Start of Block

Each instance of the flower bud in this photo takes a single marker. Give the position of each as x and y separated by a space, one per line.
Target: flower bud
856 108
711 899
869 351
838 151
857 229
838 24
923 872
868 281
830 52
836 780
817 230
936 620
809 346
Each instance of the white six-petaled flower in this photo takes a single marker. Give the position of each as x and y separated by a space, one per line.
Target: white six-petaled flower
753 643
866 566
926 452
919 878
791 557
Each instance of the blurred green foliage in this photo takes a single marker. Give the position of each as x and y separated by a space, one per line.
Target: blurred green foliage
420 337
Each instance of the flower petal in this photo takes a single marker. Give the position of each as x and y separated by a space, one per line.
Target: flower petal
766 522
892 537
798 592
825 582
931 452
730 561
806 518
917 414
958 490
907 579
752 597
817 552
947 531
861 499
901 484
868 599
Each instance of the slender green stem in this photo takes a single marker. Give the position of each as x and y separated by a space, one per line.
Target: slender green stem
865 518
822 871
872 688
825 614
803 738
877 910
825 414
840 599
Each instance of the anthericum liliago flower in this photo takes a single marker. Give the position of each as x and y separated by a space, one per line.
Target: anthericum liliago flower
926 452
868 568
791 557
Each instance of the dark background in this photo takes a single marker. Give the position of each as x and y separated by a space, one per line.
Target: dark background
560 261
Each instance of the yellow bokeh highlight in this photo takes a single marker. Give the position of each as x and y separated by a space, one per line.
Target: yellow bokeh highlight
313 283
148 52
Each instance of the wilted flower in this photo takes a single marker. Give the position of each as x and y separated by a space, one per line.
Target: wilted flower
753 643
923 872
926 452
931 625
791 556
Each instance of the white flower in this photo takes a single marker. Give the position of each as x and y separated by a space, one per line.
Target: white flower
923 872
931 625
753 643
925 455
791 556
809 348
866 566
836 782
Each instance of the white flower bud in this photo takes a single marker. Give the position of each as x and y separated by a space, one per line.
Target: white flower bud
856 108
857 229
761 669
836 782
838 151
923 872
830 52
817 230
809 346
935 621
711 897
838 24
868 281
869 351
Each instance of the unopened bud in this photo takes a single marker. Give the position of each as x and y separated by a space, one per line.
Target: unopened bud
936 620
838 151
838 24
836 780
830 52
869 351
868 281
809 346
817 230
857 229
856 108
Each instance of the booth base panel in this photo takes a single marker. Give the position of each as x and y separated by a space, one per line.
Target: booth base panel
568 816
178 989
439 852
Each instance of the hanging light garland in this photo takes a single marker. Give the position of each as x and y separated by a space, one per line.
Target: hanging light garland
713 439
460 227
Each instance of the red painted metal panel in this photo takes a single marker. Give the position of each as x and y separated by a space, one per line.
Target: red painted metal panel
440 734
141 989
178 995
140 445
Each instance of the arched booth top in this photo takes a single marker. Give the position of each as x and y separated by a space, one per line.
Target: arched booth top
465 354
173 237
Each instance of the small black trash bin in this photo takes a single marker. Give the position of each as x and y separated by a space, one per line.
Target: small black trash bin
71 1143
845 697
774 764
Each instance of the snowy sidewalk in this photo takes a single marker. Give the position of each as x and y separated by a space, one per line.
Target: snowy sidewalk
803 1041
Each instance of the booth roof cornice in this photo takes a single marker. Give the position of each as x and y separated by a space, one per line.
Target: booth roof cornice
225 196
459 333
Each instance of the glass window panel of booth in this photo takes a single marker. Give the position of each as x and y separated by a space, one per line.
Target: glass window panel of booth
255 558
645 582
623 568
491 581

End of Block

**ACTION ITEM**
Beginning with the line that has "Each instance of the snowy" and ending with the line that has "Each instance of the booth roof", set down the lines above exactly and include no others.

**TASK OUTPUT**
Each instance of the snowy sidewalk in this photo takes a single marker. Give the position of each as x and y separated by a space, one per line.
Target: snowy sidewalk
803 1041
Each instance of the booth roof cornice in this photo takes a single marker. Give the position of each as x and y separated by a space, one per line.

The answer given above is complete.